**Aim**. Continue the text about the Mooney Mooney Bridge, beginning right after its final sentence.

***** Text extract *****

The Mooney Mooney Bridge is a twin cantilever bridge that carries the Pacific Motorway across Mooney Mooney Creek on the Central Coast, New South Wales, Australia.

==History==
Construction of the bridge commenced in 1983 concurrent with the extension of the Pacific Motorway was extended from Calga to Somersby. The bridge was opened on 14 December 1986 by the Prime Minister of Australia, Bob Hawke.

==Design==
Mooney Mooney Bridge was designed by Bruce Judd of the then Department of Main Roads and built by Enpro Constructions by the free cantilever method of post tensioned concrete. It consists of twin bridges, each bridge with a main span and two approach spans. The span at the western end of the bridge is 135 m long, the main span is 220 m long and the eastern span is 131 m long.

The design has been said to demonstrate how good engineering design and good aesthetics are synonymous, and has been used as a standard in the design of bridges throughout New South Wales. They employ a two rail parapet which optimises views of the landscape. The bridges were designed with the natural surroundings in mind and form a simple uncluttered shape so not to detract from the natural bushland of the national park. The three span haunched girders on the bridge were critical to this as were the multiple piers that provide character and strength.

***** Stored data *****

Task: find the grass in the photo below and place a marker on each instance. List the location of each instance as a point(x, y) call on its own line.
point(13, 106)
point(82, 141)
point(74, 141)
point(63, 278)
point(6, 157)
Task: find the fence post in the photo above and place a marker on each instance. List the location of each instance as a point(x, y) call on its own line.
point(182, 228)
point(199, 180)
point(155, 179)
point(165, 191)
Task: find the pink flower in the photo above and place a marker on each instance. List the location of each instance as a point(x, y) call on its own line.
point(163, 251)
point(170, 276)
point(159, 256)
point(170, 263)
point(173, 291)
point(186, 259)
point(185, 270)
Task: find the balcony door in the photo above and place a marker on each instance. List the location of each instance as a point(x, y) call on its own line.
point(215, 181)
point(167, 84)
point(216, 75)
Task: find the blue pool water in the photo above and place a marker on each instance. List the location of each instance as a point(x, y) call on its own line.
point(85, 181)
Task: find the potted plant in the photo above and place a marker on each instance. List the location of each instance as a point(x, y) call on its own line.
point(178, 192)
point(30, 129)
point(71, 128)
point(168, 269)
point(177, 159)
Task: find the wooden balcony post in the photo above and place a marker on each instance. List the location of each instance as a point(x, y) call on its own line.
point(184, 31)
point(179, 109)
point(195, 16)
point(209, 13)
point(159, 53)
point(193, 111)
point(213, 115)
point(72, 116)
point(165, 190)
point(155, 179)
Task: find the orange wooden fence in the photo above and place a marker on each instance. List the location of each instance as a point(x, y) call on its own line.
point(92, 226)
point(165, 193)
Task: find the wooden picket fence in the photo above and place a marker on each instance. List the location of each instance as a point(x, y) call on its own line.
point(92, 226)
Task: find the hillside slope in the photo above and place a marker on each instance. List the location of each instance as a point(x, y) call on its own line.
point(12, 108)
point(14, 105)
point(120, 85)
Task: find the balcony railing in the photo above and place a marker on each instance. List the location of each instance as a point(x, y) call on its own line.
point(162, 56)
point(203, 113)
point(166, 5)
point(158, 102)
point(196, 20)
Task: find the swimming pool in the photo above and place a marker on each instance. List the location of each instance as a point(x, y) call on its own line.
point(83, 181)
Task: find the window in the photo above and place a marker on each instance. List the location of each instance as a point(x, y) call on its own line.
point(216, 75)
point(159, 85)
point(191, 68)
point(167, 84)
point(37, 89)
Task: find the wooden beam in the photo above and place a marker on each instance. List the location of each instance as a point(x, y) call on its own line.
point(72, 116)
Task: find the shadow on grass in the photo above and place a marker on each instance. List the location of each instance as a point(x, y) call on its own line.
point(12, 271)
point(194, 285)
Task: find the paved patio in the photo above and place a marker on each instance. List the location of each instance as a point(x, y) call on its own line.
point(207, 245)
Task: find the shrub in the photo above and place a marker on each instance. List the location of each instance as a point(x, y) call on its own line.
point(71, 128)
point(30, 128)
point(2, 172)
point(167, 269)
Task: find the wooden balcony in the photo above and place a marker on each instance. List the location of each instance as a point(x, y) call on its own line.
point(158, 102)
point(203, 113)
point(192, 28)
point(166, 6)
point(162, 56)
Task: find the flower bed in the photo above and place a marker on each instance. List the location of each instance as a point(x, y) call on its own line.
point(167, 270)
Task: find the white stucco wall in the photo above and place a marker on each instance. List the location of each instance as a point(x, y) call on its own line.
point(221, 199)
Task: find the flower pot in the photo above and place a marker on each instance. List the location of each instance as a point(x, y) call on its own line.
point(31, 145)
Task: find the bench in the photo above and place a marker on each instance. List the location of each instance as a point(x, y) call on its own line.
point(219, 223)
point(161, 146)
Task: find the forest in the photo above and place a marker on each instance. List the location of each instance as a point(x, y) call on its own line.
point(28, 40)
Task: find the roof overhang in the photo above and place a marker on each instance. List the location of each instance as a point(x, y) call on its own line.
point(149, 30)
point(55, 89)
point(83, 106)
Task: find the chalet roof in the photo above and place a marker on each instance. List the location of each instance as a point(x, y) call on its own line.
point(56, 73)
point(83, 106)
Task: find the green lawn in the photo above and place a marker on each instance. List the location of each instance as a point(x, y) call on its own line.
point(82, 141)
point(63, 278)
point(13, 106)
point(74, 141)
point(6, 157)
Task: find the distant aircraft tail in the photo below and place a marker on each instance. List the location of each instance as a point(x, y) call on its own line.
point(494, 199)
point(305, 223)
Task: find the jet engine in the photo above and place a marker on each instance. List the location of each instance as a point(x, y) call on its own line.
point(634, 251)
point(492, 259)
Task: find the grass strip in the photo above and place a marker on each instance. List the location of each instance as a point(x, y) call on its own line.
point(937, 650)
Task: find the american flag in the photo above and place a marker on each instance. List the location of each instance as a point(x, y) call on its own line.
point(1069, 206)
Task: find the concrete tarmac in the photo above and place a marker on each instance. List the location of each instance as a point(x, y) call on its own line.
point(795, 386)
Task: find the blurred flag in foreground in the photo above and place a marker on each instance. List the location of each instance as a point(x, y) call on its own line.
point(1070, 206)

*****

**Answer to this exercise**.
==Incidents==
The Mooney Mooney Bridge has been the site of several accidents, resulting in the Pacific Motorway being closed to traffic and causing delays. Some of these accidents have prompted debate on whether a new road should be built to supplement the existing freeway.

On 23 October 2004 a semi-trailer's brakes failed coming down the Freeway and caused a pile-up involving 35 vehicles that had slowed down as a result of a car accident on the other side of the bridge. This accident resulted in the death of a woman. On 12 February 2007 another accident occurred when a truck was travelling down the freeway and lost control approaching the bridge, smashing through a guard rail and plunging 30 metres down an embankment at the side of the bridge.

The Mooney Mooney Bridge, because of its height, has been susceptible in the past to people committing suicide. As a result, a fence was erected along the side of the bridge to prevent people jumping off. This fence was erected in 2003 and cost $1 million.